### What is being asked
Repeat verbatim every line of the material, beginning at the line that holds "Pick out the stone masonry" and ending at its last line.

Begin Input material

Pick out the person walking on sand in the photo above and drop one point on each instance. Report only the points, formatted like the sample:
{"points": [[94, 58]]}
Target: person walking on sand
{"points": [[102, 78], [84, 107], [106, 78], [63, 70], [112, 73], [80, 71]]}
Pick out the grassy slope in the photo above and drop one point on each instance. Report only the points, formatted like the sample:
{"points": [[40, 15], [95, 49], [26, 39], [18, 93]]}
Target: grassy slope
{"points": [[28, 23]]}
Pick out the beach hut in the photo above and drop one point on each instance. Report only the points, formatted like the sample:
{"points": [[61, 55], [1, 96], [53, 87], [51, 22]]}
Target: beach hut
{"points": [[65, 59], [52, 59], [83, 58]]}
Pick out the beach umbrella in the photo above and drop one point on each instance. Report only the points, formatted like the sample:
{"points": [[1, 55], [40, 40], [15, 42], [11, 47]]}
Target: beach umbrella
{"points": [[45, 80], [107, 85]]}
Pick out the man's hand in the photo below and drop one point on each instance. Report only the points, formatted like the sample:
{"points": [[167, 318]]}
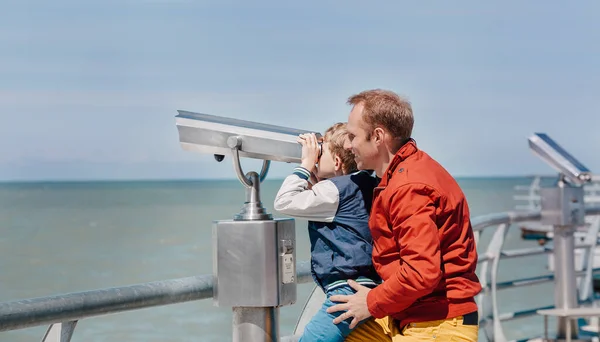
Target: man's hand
{"points": [[310, 151], [355, 305]]}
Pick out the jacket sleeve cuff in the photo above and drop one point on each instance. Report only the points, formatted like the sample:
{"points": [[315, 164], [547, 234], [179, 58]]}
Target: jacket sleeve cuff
{"points": [[372, 305], [302, 172]]}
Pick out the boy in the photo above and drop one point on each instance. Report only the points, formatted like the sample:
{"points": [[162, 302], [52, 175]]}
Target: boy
{"points": [[337, 207]]}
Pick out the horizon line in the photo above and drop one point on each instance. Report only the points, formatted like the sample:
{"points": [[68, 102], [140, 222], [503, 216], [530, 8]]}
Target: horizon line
{"points": [[121, 180]]}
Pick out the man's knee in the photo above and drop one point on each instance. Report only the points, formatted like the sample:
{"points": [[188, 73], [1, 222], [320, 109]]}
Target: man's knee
{"points": [[378, 330]]}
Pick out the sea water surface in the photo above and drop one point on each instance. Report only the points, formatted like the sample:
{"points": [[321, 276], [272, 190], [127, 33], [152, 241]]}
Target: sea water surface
{"points": [[60, 237]]}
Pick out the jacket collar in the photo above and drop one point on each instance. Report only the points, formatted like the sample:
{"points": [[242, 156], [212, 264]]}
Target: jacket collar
{"points": [[408, 149]]}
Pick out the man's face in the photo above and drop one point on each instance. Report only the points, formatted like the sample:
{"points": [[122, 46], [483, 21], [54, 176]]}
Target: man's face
{"points": [[365, 151]]}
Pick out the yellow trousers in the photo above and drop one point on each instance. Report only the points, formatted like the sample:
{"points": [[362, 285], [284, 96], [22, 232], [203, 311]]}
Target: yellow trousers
{"points": [[386, 330]]}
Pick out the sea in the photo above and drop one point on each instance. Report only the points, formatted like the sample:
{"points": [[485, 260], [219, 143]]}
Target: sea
{"points": [[62, 237]]}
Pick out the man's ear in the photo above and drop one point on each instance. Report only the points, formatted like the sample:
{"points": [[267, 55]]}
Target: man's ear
{"points": [[378, 135], [337, 162]]}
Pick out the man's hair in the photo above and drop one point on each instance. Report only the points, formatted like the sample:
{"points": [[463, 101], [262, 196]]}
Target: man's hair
{"points": [[336, 136], [386, 109]]}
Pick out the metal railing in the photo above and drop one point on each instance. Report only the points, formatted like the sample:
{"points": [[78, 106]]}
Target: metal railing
{"points": [[63, 311]]}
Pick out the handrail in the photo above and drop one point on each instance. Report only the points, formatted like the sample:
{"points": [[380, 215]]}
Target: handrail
{"points": [[74, 306]]}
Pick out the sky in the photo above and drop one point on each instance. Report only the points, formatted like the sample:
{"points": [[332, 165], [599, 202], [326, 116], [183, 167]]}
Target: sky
{"points": [[89, 89]]}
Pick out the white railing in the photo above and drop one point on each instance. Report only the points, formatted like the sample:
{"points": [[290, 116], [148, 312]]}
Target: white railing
{"points": [[64, 311]]}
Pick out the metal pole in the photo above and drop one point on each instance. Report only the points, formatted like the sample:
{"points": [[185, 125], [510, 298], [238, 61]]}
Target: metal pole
{"points": [[255, 324], [565, 291]]}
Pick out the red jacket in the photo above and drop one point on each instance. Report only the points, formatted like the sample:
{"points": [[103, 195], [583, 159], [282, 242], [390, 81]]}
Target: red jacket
{"points": [[424, 247]]}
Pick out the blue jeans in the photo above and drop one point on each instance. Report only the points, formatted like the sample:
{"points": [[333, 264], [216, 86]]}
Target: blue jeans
{"points": [[321, 327]]}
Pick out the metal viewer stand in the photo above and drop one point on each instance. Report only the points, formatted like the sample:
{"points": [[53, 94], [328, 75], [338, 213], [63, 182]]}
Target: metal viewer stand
{"points": [[254, 255], [562, 206]]}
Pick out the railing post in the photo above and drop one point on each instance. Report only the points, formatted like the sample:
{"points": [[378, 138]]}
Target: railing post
{"points": [[254, 260], [562, 207]]}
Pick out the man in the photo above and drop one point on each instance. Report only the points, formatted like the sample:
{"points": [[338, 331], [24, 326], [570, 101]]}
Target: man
{"points": [[424, 247]]}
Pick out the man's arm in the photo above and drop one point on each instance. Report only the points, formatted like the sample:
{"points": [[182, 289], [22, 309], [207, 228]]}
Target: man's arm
{"points": [[294, 198], [412, 215]]}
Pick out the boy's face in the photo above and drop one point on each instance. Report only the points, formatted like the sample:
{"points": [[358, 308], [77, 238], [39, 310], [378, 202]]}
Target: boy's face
{"points": [[326, 164]]}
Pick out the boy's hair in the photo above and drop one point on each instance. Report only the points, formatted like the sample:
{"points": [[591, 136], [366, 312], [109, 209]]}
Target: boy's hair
{"points": [[336, 136]]}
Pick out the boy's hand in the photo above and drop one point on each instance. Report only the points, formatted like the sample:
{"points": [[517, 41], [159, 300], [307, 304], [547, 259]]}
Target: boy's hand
{"points": [[310, 151]]}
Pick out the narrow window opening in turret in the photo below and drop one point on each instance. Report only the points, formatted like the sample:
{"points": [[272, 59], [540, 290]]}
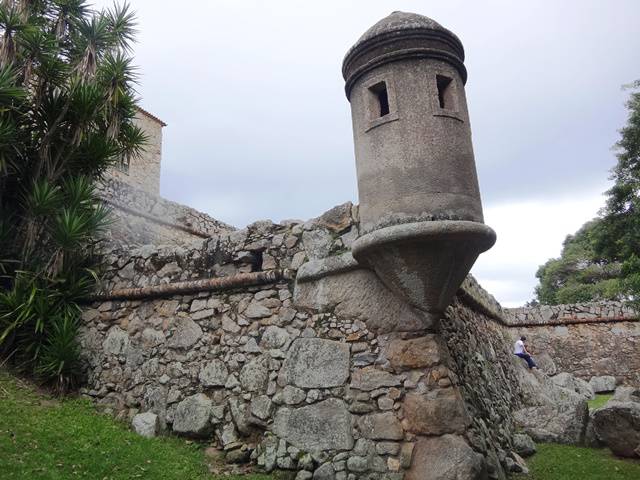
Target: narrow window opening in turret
{"points": [[445, 92], [379, 90]]}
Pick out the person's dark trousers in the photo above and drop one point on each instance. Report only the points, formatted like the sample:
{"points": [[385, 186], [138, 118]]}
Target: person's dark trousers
{"points": [[528, 359]]}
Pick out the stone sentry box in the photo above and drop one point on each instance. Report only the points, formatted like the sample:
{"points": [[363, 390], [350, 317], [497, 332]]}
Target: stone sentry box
{"points": [[420, 210]]}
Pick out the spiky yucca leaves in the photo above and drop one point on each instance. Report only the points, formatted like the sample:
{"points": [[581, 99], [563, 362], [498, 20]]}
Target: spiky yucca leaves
{"points": [[67, 103]]}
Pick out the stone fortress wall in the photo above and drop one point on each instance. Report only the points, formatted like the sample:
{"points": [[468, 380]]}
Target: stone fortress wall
{"points": [[284, 344], [275, 344], [143, 172], [142, 218]]}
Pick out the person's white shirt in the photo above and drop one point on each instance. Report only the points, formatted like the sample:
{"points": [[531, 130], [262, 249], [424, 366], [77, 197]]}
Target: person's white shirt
{"points": [[519, 347]]}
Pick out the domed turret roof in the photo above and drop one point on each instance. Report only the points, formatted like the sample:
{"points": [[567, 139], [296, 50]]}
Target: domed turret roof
{"points": [[401, 22]]}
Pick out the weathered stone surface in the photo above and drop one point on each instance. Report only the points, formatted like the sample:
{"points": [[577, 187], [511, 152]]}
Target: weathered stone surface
{"points": [[336, 219], [324, 425], [421, 352], [145, 424], [152, 338], [546, 364], [324, 472], [317, 243], [116, 342], [603, 384], [370, 378], [568, 381], [193, 416], [552, 413], [317, 363], [435, 414], [262, 407], [617, 425], [214, 374], [255, 375], [274, 337], [523, 445], [187, 333], [380, 426], [360, 295], [255, 310], [626, 394], [445, 458]]}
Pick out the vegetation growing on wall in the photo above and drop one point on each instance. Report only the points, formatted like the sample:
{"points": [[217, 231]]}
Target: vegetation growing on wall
{"points": [[602, 260], [66, 108]]}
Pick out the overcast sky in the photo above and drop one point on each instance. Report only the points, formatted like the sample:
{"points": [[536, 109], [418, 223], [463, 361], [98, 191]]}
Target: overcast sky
{"points": [[259, 127]]}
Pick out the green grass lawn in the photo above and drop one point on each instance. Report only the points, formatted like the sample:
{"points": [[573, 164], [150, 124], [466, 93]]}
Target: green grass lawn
{"points": [[42, 438], [600, 400], [564, 462]]}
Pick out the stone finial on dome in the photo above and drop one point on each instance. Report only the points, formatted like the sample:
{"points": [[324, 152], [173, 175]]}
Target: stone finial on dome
{"points": [[402, 35]]}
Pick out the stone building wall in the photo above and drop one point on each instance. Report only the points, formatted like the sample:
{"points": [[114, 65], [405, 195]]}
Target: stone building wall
{"points": [[587, 340], [141, 218], [275, 344], [143, 172]]}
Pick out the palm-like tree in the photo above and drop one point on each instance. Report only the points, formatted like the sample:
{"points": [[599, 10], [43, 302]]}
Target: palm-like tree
{"points": [[67, 103]]}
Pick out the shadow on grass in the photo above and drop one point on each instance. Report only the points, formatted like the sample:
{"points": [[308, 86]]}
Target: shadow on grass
{"points": [[43, 438]]}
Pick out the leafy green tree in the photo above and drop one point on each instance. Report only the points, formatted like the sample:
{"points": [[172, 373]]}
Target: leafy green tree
{"points": [[578, 275], [619, 234], [67, 104]]}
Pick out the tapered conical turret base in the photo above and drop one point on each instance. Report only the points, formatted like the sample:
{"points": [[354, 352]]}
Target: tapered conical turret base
{"points": [[425, 262]]}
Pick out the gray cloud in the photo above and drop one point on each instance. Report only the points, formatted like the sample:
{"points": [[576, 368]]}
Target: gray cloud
{"points": [[259, 127]]}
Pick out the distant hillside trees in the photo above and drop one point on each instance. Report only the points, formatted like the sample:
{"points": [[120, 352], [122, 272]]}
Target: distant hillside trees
{"points": [[66, 108], [602, 260]]}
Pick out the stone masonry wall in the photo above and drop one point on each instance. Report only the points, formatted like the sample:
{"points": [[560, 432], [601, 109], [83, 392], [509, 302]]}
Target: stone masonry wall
{"points": [[587, 340], [330, 373], [141, 218]]}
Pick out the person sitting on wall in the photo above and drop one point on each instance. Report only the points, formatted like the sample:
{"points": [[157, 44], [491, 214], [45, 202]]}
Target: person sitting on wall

End Input material

### Correct result
Pick out the stone masonry wall in the photo above and drop one point on each instance. Report only the points, formatted like the sample:
{"points": [[560, 432], [601, 109], [83, 392], [509, 302]]}
Target: stone masonry wall
{"points": [[587, 340], [330, 373], [141, 218]]}
Pick out the person sitting on wall in the photo above and drop one point on each instance. Report only the points, formatted like the sample:
{"points": [[157, 44], [491, 214], [45, 202]]}
Target: person sitting on wall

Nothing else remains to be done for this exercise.